**Activity**.
Where does the string "Mark" appear in the material? Copy each line that holds it.

**Supplied material**.
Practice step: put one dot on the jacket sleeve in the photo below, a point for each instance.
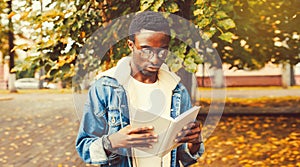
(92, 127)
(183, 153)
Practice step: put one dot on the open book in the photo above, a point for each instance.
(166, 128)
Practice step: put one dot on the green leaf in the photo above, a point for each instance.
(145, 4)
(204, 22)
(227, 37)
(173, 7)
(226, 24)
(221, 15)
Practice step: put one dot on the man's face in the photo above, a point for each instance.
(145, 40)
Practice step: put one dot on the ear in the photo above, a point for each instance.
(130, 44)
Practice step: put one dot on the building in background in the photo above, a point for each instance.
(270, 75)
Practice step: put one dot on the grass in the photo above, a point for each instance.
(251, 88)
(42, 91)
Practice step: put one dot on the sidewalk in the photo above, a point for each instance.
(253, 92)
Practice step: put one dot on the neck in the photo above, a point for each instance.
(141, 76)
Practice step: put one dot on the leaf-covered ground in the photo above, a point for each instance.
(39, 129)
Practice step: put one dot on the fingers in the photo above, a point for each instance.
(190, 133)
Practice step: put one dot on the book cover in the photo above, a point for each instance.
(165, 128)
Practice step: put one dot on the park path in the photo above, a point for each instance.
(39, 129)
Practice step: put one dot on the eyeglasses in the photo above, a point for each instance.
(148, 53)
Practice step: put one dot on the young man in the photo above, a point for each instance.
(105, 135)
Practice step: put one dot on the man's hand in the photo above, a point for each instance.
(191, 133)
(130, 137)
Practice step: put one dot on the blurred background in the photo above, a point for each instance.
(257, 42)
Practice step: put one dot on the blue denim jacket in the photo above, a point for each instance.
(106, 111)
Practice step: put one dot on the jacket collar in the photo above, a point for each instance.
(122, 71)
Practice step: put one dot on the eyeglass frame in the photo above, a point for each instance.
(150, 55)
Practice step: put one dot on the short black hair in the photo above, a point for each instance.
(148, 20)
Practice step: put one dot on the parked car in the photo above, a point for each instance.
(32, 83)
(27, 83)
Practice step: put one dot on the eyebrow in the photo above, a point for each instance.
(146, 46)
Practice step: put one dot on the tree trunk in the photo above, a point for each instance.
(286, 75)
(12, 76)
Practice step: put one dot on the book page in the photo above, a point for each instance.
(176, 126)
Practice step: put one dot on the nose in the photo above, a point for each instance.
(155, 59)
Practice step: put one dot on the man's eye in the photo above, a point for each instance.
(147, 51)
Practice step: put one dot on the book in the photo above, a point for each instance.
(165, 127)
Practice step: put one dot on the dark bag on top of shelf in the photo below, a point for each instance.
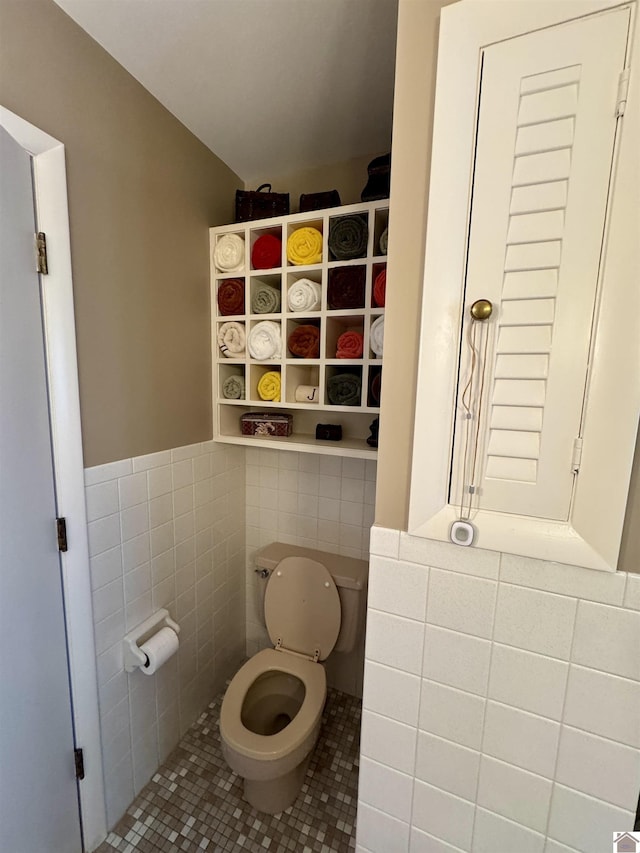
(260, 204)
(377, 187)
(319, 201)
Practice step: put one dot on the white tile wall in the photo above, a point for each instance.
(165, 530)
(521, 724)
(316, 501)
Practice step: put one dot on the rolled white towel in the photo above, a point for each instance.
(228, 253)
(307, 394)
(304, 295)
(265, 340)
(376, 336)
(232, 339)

* * *

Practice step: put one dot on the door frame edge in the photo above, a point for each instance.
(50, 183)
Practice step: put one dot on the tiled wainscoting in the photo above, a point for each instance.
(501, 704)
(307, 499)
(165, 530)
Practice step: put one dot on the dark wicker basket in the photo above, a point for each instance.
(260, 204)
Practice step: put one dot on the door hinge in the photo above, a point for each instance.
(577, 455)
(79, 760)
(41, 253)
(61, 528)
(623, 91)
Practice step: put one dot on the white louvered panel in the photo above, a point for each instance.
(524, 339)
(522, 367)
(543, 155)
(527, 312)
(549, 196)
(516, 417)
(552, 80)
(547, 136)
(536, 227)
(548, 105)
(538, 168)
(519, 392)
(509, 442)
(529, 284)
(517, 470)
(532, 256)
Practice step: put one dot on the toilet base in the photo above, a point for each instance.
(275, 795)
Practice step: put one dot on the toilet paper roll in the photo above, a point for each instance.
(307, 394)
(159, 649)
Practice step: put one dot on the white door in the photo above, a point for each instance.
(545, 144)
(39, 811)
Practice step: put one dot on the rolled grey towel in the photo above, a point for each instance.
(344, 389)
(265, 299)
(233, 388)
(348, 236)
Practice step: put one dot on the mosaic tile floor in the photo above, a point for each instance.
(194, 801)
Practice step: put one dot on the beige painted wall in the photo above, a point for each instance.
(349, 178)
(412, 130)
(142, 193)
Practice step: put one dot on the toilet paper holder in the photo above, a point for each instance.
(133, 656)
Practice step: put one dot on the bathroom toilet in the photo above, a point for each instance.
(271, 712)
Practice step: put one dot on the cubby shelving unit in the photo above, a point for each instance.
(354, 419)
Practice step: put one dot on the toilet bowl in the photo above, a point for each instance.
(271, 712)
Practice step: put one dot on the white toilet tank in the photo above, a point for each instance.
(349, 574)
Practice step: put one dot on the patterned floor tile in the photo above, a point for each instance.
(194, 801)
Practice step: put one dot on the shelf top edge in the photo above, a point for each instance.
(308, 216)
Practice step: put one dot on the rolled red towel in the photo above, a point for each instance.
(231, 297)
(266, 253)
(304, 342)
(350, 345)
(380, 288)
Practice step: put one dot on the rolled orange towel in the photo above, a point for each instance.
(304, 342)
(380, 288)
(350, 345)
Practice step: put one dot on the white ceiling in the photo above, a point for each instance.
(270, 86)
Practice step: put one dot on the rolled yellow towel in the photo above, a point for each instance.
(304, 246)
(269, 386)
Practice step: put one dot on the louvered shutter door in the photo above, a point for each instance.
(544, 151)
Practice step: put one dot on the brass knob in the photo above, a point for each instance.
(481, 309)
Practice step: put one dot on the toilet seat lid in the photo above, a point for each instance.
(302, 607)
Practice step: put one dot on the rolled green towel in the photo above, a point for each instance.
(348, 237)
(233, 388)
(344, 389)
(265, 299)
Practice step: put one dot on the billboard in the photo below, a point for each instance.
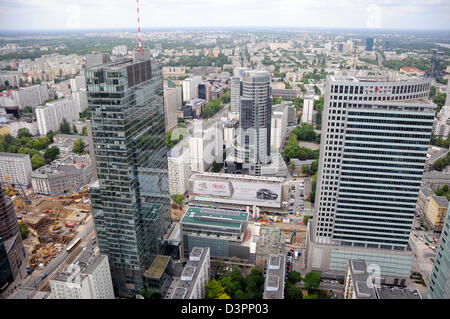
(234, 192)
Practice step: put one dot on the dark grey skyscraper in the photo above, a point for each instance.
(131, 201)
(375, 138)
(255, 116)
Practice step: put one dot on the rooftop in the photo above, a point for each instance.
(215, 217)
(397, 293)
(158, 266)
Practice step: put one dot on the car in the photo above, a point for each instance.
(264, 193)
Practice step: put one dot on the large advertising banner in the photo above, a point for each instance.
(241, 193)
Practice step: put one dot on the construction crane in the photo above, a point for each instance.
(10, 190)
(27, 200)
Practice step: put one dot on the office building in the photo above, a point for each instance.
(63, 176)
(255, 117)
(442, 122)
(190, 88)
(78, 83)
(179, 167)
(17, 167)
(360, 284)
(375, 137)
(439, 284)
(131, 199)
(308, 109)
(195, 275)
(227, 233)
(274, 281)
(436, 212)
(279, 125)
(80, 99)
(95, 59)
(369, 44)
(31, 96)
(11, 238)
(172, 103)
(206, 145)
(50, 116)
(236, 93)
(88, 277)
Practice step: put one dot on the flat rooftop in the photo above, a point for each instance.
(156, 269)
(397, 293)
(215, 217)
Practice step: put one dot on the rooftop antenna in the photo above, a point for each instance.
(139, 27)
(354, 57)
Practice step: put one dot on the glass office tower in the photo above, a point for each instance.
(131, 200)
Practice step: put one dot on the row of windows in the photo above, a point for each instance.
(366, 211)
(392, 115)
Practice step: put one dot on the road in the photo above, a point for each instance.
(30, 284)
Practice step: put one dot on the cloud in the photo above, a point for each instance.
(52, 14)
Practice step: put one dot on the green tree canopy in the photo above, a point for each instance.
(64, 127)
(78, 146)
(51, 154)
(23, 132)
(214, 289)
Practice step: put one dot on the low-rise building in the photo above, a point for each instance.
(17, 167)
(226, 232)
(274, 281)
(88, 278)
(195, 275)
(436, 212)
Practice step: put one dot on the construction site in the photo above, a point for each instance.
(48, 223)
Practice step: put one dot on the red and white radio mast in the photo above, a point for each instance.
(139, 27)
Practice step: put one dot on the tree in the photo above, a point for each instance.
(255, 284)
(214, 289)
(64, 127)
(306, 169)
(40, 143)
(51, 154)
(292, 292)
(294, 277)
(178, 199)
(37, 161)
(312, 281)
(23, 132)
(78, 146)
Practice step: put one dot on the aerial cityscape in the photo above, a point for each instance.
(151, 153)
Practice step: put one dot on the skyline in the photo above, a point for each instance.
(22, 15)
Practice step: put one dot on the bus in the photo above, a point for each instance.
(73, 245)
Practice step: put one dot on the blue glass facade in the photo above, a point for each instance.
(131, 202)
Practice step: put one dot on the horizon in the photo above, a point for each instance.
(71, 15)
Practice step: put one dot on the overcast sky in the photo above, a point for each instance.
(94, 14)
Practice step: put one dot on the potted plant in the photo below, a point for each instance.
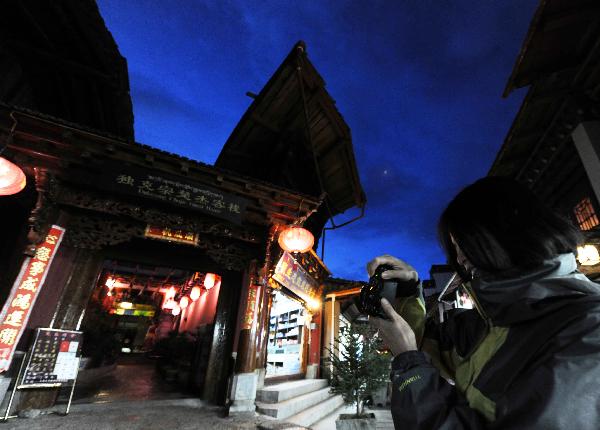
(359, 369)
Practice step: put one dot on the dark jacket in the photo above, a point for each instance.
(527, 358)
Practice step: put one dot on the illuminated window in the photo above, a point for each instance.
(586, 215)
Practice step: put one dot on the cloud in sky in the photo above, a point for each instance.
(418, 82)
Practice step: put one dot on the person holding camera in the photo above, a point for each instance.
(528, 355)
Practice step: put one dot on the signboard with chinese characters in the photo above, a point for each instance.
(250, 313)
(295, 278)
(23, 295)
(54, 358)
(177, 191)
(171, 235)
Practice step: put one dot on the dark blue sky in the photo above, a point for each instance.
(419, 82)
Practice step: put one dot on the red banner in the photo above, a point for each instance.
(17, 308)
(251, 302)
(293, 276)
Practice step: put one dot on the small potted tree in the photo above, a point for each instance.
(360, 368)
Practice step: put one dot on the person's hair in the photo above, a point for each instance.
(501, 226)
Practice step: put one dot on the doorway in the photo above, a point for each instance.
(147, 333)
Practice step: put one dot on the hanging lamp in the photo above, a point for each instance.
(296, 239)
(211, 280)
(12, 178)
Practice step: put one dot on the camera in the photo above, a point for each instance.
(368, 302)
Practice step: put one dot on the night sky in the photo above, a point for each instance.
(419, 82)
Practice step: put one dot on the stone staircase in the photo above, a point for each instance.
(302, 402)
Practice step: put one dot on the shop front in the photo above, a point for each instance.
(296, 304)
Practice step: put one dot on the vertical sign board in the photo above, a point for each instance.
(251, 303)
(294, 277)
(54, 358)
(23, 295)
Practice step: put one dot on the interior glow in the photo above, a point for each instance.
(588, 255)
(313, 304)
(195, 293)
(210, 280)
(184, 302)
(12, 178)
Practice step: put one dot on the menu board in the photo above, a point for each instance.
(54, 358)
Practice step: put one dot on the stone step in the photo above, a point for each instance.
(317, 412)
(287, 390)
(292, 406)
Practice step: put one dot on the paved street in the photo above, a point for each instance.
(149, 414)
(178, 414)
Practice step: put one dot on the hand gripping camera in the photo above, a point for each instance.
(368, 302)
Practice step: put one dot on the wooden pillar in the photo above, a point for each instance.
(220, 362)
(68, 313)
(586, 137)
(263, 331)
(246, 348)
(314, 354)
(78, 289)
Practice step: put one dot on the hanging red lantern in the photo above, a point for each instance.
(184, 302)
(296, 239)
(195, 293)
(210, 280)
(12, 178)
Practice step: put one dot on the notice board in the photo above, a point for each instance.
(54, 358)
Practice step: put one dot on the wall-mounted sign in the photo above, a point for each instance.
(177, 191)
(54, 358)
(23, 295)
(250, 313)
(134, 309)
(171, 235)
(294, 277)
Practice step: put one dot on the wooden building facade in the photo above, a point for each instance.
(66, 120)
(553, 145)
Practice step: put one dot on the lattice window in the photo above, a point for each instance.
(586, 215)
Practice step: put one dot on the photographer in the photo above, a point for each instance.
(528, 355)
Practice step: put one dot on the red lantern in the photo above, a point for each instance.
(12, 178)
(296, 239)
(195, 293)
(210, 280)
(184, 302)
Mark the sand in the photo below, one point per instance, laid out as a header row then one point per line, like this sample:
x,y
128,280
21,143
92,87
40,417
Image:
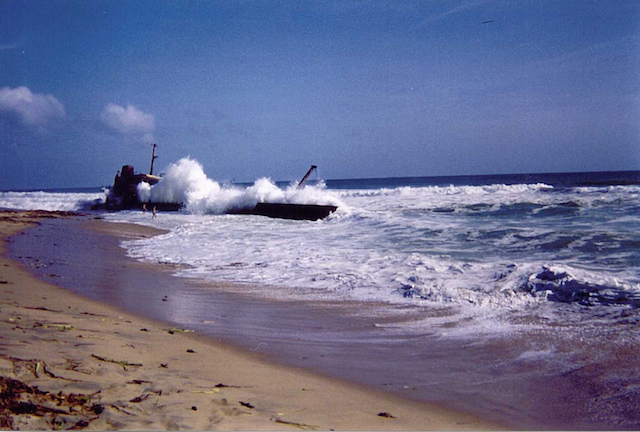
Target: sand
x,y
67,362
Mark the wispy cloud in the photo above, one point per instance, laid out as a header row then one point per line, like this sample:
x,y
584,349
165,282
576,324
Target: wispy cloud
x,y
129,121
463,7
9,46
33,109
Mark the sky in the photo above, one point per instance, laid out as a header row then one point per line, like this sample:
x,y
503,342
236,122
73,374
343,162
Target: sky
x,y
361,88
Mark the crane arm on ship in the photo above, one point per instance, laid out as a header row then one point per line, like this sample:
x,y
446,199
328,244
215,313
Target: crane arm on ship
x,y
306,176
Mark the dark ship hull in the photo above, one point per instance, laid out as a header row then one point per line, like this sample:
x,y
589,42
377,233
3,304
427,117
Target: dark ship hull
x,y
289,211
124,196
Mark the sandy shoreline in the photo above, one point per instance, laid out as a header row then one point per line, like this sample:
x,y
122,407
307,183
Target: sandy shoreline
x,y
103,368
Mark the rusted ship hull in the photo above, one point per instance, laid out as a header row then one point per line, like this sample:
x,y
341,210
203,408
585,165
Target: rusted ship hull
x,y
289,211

**Reply**.
Mark the sand in the photo below, one point per instance, laid out as a header row then one point per line, like this sample:
Mark the wispy cloud in the photo above, one point per instance, laid out as a header row then one point per line, like this sample:
Mark the sky in the photo above, one point per instance, laid out as a header row then one point per line, like this sample:
Mark the crane arm on ship in the photo above, one point per instance, laid out as a header row then one point per line, like this sample:
Mark the dark ship hull in the photo above, one point per instance, laid out as a header row then one point per line, like this sample:
Mark the sandy shoreline in the photo above, one point per instance, laid out as a header row then one point per line, like this sample:
Mark the rusted ship hull in the photo above, one point per instance, laid out as a header row then one point per line, like this sample:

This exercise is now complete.